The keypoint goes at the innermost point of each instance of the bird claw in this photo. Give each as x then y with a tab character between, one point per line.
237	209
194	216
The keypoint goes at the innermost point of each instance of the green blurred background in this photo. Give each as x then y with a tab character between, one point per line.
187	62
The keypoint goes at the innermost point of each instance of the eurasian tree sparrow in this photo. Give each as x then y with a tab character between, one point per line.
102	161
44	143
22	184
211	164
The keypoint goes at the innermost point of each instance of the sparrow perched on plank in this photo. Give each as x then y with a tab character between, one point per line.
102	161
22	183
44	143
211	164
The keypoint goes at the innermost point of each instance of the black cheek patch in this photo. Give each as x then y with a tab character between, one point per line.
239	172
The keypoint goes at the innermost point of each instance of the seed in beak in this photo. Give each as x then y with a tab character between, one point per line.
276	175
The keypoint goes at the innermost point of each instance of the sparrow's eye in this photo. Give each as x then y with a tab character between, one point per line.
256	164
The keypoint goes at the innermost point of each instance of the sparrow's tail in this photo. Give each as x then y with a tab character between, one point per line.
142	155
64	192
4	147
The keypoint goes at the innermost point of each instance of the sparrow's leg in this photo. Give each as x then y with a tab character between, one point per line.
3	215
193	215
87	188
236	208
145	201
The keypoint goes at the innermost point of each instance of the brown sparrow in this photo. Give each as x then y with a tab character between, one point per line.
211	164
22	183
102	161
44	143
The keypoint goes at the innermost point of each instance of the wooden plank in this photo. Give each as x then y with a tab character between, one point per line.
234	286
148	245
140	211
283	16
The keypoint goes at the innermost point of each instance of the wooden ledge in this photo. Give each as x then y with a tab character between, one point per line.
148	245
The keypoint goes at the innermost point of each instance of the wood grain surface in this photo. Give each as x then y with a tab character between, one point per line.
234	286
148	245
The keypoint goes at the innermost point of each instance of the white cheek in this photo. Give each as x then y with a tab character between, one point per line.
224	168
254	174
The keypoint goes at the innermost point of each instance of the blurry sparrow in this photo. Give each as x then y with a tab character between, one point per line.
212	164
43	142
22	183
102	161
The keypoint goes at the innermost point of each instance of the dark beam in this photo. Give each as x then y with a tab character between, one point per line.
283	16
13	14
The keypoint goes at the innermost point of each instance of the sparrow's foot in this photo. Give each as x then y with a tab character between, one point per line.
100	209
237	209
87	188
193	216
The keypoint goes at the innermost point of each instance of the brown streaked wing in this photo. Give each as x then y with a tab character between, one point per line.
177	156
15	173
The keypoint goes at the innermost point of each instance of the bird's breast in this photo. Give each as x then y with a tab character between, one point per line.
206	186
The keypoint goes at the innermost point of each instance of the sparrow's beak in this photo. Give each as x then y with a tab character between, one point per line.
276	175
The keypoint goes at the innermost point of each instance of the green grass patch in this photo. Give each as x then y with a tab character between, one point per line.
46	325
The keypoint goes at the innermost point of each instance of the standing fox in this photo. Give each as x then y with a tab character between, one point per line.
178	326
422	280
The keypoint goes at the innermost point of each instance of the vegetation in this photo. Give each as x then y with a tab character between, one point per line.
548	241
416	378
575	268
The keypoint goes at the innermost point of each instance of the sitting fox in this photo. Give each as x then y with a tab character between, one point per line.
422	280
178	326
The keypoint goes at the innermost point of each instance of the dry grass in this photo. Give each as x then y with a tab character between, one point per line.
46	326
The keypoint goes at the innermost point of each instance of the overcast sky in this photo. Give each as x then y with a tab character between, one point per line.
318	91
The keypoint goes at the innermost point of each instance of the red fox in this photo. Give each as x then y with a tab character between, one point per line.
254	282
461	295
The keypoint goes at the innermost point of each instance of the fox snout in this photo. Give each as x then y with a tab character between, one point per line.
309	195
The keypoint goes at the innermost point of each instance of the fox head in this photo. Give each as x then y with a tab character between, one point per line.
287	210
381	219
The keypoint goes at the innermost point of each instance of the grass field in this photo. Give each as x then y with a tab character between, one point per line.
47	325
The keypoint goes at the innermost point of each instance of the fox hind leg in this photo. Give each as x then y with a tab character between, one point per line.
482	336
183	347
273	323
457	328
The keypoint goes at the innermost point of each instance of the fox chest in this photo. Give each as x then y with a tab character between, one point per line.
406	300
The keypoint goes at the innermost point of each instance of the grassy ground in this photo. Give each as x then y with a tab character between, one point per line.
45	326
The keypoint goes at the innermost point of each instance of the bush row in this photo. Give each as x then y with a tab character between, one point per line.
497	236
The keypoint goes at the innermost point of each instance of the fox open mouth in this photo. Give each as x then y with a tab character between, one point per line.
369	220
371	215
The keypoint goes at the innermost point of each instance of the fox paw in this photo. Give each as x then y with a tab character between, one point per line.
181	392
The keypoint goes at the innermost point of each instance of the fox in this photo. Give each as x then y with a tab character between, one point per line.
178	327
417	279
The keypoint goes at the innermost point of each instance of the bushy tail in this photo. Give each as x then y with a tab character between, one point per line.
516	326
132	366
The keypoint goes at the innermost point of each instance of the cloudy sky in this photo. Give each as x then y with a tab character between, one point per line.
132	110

#####

(AIM OF THE TASK)
Word for word, give the entire listing again.

(REPLY TO THE EXERCISE)
The keypoint goes at the innermost point of each instance of the bird claw in this photo. Give each as x then y with a tab character between, one point per line.
237	209
194	216
The keypoint goes at the innermost point of each instance of the green blurred background in this photo. Give each as x then y with a tab character between, one point per line.
187	62
The keypoint goes at the innermost point of each instance of the eurasian tree sparrow in this photo. Give each as x then y with a tab character between, one point per line.
102	161
44	143
22	184
211	164
The keypoint goes at the innermost point of each instance of the sparrow perched on plank in this photo. Give each as x then y with a tab character between, one point per line.
102	161
22	183
44	143
211	164
The keypoint goes at the innermost point of each instance of the black cheek patch in this photo. Give each as x then y with a tab character between, one point per line.
239	172
The keypoint goes at the innermost point of each instance of the seed in beak in this photo. Give each as x then y with a tab character between, one point per line.
276	175
The keypoint goes at the innermost point of each instance of the sparrow's eye in this photo. Give each as x then y with a tab character between, one point per line.
256	164
The keypoint goes at the innermost point of each instance of the sparrow's tail in this photo. Give each as x then y with a tab character between, one point per line.
142	155
64	192
4	147
The keypoint goes at the innermost point of each instance of the sparrow's leg in this photo. Give each as x then y with a tab character between, one point per line.
3	215
193	215
87	188
236	208
145	201
The keypoint goes at the innermost point of each instance of the brown sparrow in this photo. Give each as x then y with a tab character between, one point per line.
211	164
22	183
102	161
44	143
The keypoint goes at the innermost point of each instance of the wooden plank in this photo. Give each as x then y with a tab character between, one point per line.
234	286
148	245
140	211
283	16
The keypoint goes at the innermost point of each instance of the wooden ledge in this photo. Give each as x then y with a tab character between, one point per line.
148	245
The keypoint goes at the innermost point of each instance of the wood grain surface in this photo. Give each as x then y with a tab character between, one point per line.
234	286
148	245
The keypoint goes at the innermost point of each instance of the white cheek in this photo. Give each as x then y with a tab character between, one point per line.
224	168
254	174
The keypoint goes at the innermost point of each instance of the blurry sparrow in this photo. Give each as x then y with a tab character between, one point per line.
212	164
43	142
22	183
102	161
The keypoint goes at the innermost point of each instance of the dark beam in this photo. Give each as x then y with a tab character between, one point per line.
283	16
13	14
The keypoint goes at the innermost point of each instance of the sparrow's foot in this photo. Give each as x then y with a tab character between, one point per line.
100	209
237	209
87	188
193	216
The keypoint goes at the innermost point of each instance of the brown streaked wing in this photo. Give each as x then y with a tab character between, one point per line.
177	156
15	173
The keypoint goes at the innermost point of each instance of the bird's breast in this photo. Give each as x then y with a tab character between, one point per line.
206	186
The keypoint goes at the innermost point of each instance of the sparrow's beak in this photo. Give each as x then y with a tab character between, one point per line.
276	175
The keypoint goes at the innermost point of each instance of the green grass patch in this photo. Give each as x then y with a tab character between, one point per line.
46	325
The keypoint goes at the innermost point of each instance of the standing fox in this photo. Give each as x then y with a tab character between, one point per line.
178	326
422	280
The keypoint goes at the innermost point of each instance of the vegetation in this photo. Give each as x then y with a tab character between, one point per line.
548	241
416	378
575	268
The keypoint goes at the innermost point of each instance of the sitting fox in this photo. Give each as x then y with a tab character between, one point per line.
422	280
178	326
The keypoint goes at the innermost point of each instance of the dry grass in this photo. Give each as x then y with a tab character between, one point per line.
46	326
The keypoint goes at the innermost point of each instance of the overcast sky in this photo. Give each as x then y with a tab character between, one point per line.
318	91
The keypoint goes at the innermost point of each instance of the red fox in this photo. Give each as x then y with a tab character between, one point per line.
254	282
461	295
The keypoint goes at the innermost point of each instance of the fox snout in this photo. Give each as x then y with a tab character between, one point per line.
309	195
The keypoint goes at the innermost point of each instance of the fox head in this photo. Give each as x then y with a tab character between, one point per line.
287	210
381	219
The keypoint goes at the innermost point of each instance of the grass field in this photo. Give each as x then y with a tab character between, one point per line.
47	325
The keypoint goes at the innermost point of each instance of the fox hind leg in this photo. Give each as x then y with a tab character between, one point per line.
482	336
183	347
273	323
457	328
The keypoint goes at the innermost point of each instance of the fox chest in this photo. Give each as x then y with a tab character between, one point per line.
406	300
The keypoint goes at the innermost point of each instance of the grassy ground in this photo. Give each as x then y with a tab character between, one point per line.
45	326
The keypoint goes at the innermost point of each instance of the bush row in this photo. Give each as x then y with a tab character between, one point per line.
497	236
The keypoint goes at the innermost point of each instance of the fox open mouth in this photo. Give each as x then y with a tab character between, one point per line.
369	220
371	215
The keypoint goes at the innermost point of each instance of the fox paw in this photo. Give each as x then y with a tab character between, one point per line.
181	392
The keypoint goes at the innermost point of each instance of the fox in this photo. Give each as x then y with a tab character between, one point per line.
178	327
417	279
The keypoint goes at the innermost point of each instance of the bushy tail in this photo. Give each as x then y with a tab character between, one point per line.
516	326
132	366
The keypoint goes at the innermost point of each instance of the cloudy sky in this photo. Give each as x then y with a tab character between, one point per line.
132	110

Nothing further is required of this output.